[YOUR TASKS]
1. Summarize the court rulings report in two sentences.
2. Please carry on the court rulings report from the point where it stops.

[PAGE TEXT]
== Segment start ==

On Jan. 24, 2005, US Bank filed a motion to dismiss arguing that the plaintiffs did not have standing to assert a cause of action for wrongful dishonor under section 4-402 of the Uniform Commercial Code.
Byron held a hearing May 13, 2005, and denied the motion.
On June 8, 2005, US Bank filed an unopposed motion to certify the preemption and jurisdiction issues for interlocutory appeal pursuant to Illinois Supreme Court Rule 308 and an order was entered granting the motion and certifying the issues.
Airborne Express upheld, UPS dismissed
On Aug. 10, the Fifth District ruled that former Circuit Judge Phillip Kardis made the right decision when he granted Airborne Express' motion for summary judgment.
Represented by Gary Peel and Gerald Walters of the Lakin Law Firm, Jeffrey Hicks of Financial Planning Advisors filed the lawsuit in 2002, claiming Airborne, now DHL, failed to deliver a package by noon the next business day.
Hicks shipped packages using Airborne's "Flight-Ready" prepaid shipping service.
Airborne guaranteed that Hicks' shipment would be delivered by noon the next day, however when it was delayed, the company provided Hicks with a free Flight-Ready envelope pursuant to the its guarantee.
Hicks also sued United Parcel Service for similar wrong-doing in Madison County, but that class action lawsuit was dismissed in June by Circuit Judge Don Weber.

== Segment end ==

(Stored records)
== Segment start ==

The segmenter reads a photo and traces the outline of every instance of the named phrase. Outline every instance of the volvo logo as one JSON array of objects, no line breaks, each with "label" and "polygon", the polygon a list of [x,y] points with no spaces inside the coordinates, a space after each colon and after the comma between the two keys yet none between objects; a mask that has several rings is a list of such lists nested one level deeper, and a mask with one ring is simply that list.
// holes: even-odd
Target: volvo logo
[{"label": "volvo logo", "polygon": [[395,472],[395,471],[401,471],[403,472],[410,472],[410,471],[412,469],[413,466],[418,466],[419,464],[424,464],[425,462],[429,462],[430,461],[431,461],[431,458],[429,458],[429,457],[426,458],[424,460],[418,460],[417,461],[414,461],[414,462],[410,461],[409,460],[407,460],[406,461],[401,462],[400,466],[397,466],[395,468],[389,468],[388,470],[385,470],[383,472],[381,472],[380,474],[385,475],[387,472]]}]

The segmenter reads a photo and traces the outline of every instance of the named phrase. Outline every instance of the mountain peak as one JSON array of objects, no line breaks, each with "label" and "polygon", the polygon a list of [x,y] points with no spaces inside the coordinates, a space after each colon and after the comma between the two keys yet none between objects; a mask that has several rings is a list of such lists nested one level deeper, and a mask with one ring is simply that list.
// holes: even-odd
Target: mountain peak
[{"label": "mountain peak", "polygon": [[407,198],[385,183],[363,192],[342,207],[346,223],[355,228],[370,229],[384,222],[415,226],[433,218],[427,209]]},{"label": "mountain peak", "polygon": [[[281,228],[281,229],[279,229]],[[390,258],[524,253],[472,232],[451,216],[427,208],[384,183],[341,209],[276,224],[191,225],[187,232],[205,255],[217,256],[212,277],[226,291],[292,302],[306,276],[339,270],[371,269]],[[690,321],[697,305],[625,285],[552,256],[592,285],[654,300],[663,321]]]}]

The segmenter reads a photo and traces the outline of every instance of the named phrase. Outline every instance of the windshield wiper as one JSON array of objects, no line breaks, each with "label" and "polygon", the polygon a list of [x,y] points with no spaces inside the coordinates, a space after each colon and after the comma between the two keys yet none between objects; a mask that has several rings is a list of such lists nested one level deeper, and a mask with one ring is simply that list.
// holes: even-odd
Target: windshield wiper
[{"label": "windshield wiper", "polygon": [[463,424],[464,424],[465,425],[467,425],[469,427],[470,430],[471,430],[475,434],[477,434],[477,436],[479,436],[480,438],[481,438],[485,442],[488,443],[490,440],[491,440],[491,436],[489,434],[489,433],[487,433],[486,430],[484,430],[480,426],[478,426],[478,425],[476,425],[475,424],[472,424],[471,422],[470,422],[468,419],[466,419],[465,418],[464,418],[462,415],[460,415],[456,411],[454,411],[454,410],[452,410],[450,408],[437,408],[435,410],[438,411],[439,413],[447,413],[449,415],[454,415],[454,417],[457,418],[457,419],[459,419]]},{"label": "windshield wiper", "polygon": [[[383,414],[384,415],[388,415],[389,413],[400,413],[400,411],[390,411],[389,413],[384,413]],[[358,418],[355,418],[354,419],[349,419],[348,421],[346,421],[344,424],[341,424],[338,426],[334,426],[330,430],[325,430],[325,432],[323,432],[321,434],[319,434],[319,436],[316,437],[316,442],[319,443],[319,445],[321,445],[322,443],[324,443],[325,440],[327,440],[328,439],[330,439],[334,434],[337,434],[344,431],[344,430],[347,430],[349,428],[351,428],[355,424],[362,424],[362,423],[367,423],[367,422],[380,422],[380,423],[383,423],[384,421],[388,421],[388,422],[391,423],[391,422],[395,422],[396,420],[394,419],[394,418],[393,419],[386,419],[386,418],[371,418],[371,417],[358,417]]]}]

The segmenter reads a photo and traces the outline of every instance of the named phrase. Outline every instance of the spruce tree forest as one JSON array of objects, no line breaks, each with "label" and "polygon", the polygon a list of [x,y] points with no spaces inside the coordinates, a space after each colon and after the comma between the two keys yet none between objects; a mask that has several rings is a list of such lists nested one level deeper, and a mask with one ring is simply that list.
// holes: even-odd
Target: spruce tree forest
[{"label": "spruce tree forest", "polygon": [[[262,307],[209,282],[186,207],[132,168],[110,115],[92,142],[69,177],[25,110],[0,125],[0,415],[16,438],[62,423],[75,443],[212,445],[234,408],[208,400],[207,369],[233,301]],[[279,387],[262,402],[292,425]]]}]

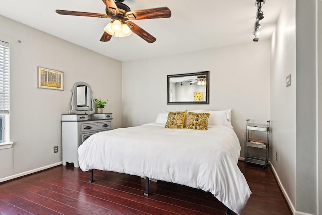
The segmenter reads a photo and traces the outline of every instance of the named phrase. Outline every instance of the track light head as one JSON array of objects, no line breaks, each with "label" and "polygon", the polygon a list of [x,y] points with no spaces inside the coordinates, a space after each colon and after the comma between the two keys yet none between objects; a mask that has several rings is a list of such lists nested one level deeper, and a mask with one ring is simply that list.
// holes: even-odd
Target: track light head
[{"label": "track light head", "polygon": [[259,24],[258,22],[257,22],[255,24],[255,28],[256,28],[256,29],[258,30],[260,30],[261,28],[262,28],[262,27],[263,27],[263,26]]},{"label": "track light head", "polygon": [[263,14],[263,11],[259,11],[258,13],[257,13],[257,18],[259,20],[262,20],[263,18],[264,18],[264,14]]}]

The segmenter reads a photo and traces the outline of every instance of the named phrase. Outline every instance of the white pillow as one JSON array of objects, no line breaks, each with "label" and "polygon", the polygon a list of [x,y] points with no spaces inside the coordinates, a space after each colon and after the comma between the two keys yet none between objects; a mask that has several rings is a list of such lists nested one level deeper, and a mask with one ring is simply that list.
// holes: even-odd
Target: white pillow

== Segment end ==

[ANSWERS BY ITEM NUMBER]
1. Byron denied US Bank's motion to dismiss the wrongful dishonor claim on May 13, 2005, and an order later granted the bank's unopposed motion to certify the preemption and jurisdiction issues for interlocutory appeal. On Aug. 10, the Fifth District upheld former Circuit Judge Phillip Kardis' grant of summary judgment to Airborne Express in Jeffrey Hicks' late-delivery lawsuit, while Circuit Judge Don Weber dismissed Hicks' similar class action against United Parcel Service in June.

2.
$8.5 million judgment reversed
In October, the court reversed an $8.5 million Madison County class action judgment awarded to the Alton law firm of Smith, Mendenhall, Emons & Selby.
"Because the plaintiff has proven no damages, the plaintiff's Illinois and Minnesota statutory consumer fraud claims must fail, and the order of the circuit court of Madison County, which is not supported by the evidence, must be reversed," presiding Justice Stephen Spomer wrote in the majority opinion.
Spomer borrowed a famous sports analogy in his written opinion.
"The National Basketball Association has an unwritten rule that is applicable to this case: 'no harm, no foul,'" he wrote.
Weld rod defense verdict
On Nov. 15, a Madison County jury reached a defense verdict, ruling that Michael Haskell's Parkinson's disease was not caused by manganese-containing welding fumes.
Seeking $7.7 million dollars, Michael Haskell of Forsythe, Ill. filed suit against ESAB Group, the BOC Group and Lincoln Electric on Oct. 15, 2004, claiming his exposure to manganese-containing welding products caused him to suffer neurological injuries, including Parkinson's disease.
The trial began Oct. 12, with Circuit Judge Daniel Stack presiding.
Haskell, represented by Robert Bosslet of Granite City, claimed the defendants were negligent and liable for failing to warn him of manganese exposure and liable for not providing fume extraction systems in the workplace.
Bosslet argued that the defendants should have known of the inherent health hazards of the products they sold, distributed or used.
He also argued that manganese exposure for a period as short as 49 days can cause neurological damage.
John Beisner, an attorney for several current and former welding rod manufacturers said, "We are extremely pleased that the jury unanimously found that welding rod manufacturers are not responsible for the plaintiff's ailments."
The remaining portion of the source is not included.